— START OF DATA SUPPLIED —
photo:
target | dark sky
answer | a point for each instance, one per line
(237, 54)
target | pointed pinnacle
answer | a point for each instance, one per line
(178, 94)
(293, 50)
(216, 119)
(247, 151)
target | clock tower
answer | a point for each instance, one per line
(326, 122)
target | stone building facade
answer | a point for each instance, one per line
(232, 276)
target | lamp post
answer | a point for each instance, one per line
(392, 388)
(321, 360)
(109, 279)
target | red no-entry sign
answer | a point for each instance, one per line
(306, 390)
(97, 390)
— END OF DATA SUPPLIED —
— START OF DATA SUPPLIED —
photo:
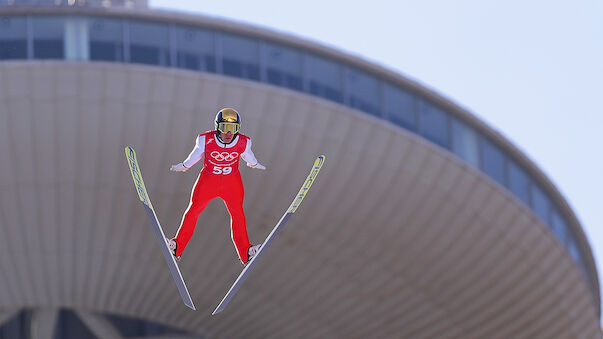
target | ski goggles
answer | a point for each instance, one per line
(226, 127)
— END OF DATA SUPPLIED —
PROBLEM TO SOLVE: Show each line of the material that contains the string "target". Uppercase and lowercase must match.

ANSWER TO THE EXERCISE:
target | dark sky
target | pointed pinnacle
target | clock tower
target | stone building facade
target | lamp post
target | red no-entry sign
target | ski goggles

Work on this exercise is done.